[PAGE EXCERPT]:
Although it is possible for a node to detect failure without RAS, however, in order to simplify the failure handling protocol in the current design, a node should infinitely retry the communication with the problematic peer until it gets the pool map change.
In addition, because the failure notification from the Raft leader can arrive at different servers in different order, so some servers and even clients may learn of the event earlier than other servers. In this case, a server may also see the pool map change notification from an I/O message, either from any client or other servers in rebuild, because all I/O messages should carry the pool map version cached on the sender.
When the Raft leader receives a failure notification from the RAS system, it should update the pool map for the failure, and collectively broadcast a rebuild request, which carries the pool map change to all DAOS targets. Any target that receives the rebuild request should either start the rebuild process if it is not running yet, or check the rebuild status of the corresponding failure and return the status to the Raft leader. The rebuild status includes gross information such as the number of objects to be rebuilt, the number of rebuilt objects, time already consumed on the rebuild, etc.
The Raft leader can then extract the rebuild status for each target from the collective replies and put them in a status table stored in volatile memory, so the administrator is able to query the overall status at any time. It is unnecessary to store the global rebuild status persistently, because if the Raft leader failed, a new elected leader can collect the global rebuild status using a collective broadcast.
Although there is no persistently stored global rebuild status, each rebuild target has a persistent rebuild log. In the PULL model, the rebuild log of a target stores IDs and metadata of all objects that need to be rebuilt on this target. While the rebuild is underway, a target also can store the progress in the rebuild log at the granularity of object. In this way, if the rebuild was suspended or interrupted the rebuild can be continued based on the rebuild log.
To generate the rebuild log, each target should maintain an Object Shard Index Table (OSIT) for each container shard on this target.

[WORK TO DO]: Can you print the excerpt on DAOS failure handling and rebuild in full, word for word? The entries aren't needed for this.

[SUPPLIED DATA]:
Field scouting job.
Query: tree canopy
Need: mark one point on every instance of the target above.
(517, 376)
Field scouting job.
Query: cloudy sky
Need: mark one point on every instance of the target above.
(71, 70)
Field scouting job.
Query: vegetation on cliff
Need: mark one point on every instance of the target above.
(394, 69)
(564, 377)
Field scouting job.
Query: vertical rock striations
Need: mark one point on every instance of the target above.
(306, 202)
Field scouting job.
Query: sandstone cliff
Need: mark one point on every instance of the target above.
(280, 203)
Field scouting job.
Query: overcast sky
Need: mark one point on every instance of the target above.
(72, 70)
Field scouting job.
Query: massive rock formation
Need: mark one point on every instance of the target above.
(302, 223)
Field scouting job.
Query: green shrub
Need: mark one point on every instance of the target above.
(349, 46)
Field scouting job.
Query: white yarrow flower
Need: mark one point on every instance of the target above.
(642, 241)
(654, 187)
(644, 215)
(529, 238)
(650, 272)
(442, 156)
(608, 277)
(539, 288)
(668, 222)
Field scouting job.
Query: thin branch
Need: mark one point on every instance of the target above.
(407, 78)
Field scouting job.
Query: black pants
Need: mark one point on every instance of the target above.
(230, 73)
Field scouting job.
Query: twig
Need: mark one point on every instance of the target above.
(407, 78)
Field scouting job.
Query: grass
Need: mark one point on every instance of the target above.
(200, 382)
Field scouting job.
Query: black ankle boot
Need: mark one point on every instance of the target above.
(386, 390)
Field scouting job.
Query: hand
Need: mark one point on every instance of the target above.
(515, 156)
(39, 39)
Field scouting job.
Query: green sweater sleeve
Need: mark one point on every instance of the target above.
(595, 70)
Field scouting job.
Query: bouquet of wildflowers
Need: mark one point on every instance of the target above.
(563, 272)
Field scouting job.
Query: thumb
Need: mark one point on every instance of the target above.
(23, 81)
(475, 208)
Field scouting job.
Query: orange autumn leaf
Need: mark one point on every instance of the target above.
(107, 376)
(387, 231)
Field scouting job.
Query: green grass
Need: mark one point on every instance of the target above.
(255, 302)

==

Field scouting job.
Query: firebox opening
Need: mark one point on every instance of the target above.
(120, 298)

[WRITTEN RESPONSE]:
Although it is possible for a node to detect failure without RAS, however, in order to simplify the failure handling protocol in the current design, a node should infinitely retry the communication with the problematic peer until it gets the pool map change.
In addition, because the failure notification from the Raft leader can arrive at different servers in different order, so some servers and even clients may learn of the event earlier than other servers. In this case, a server may also see the pool map change notification from an I/O message, either from any client or other servers in rebuild, because all I/O messages should carry the pool map version cached on the sender.
When the Raft leader receives a failure notification from the RAS system, it should update the pool map for the failure, and collectively broadcast a rebuild request, which carries the pool map change to all DAOS targets. Any target that receives the rebuild request should either start the rebuild process if it is not running yet, or check the rebuild status of the corresponding failure and return the status to the Raft leader. The rebuild status includes gross information such as the number of objects to be rebuilt, the number of rebuilt objects, time already consumed on the rebuild, etc.
The Raft leader can then extract the rebuild status for each target from the collective replies and put them in a status table stored in volatile memory, so the administrator is able to query the overall status at any time. It is unnecessary to store the global rebuild status persistently, because if the Raft leader failed, a new elected leader can collect the global rebuild status using a collective broadcast.
Although there is no persistently stored global rebuild status, each rebuild target has a persistent rebuild log. In the PULL model, the rebuild log of a target stores IDs and metadata of all objects that need to be rebuilt on this target. While the rebuild is underway, a target also can store the progress in the rebuild log at the granularity of object. In this way, if the rebuild was suspended or interrupted the rebuild can be continued based on the rebuild log.
To generate the rebuild log, each target should maintain an Object Shard Index Table (OSIT) for each container shard on this target.